▶ [任务目标]: 请根据引文段落回答:这篇关于珍珠港特殊潜航艇的文章最早在哪一天首发?

▶ [引文段落]:
今天小编分享的军事经验:细品珍珠港最怂的和最横的,珍珠港特殊潜航艇作战的两个极端,欢迎阅读。
以下文章来源于燃烧的岛群 ,作者群主飞龙
本文是"燃烧的岛群"第173篇原创文章,作者:群主飞龙。
全文共10096字,配图50幅,阅读需要20分钟,本文曾于2019年4月28日首发,2021年12月10日重发,2023年12月29日重发,内容有增删改。
本文收录于专辑"细品珍珠港"和"潜艇战史"专辑
偷袭珍珠港的日本海军,除了众所皆知的舰载航空兵以外,还有一支略显神秘的袖珍潜艇部队。关于这支部队的参战过程和战果,很长时间内都是众说纷纭。

▶ [记录集]:
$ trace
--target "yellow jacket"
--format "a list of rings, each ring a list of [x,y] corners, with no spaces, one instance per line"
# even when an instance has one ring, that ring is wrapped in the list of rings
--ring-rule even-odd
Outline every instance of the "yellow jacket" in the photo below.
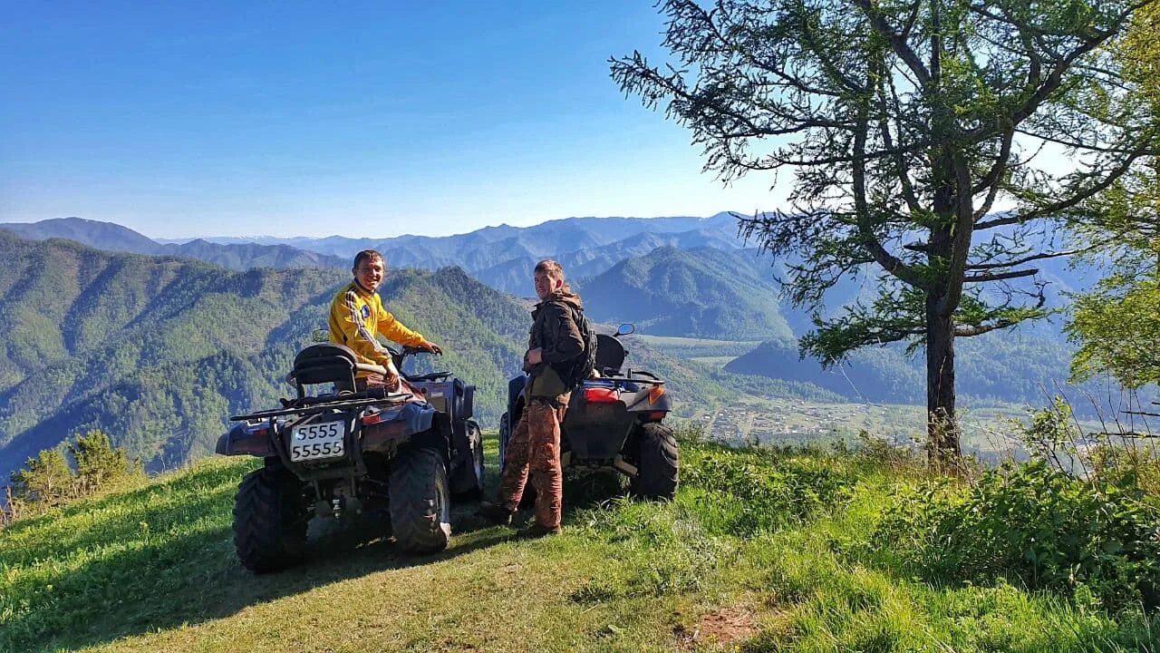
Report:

▶ [练习答案]: 2019年4月28日。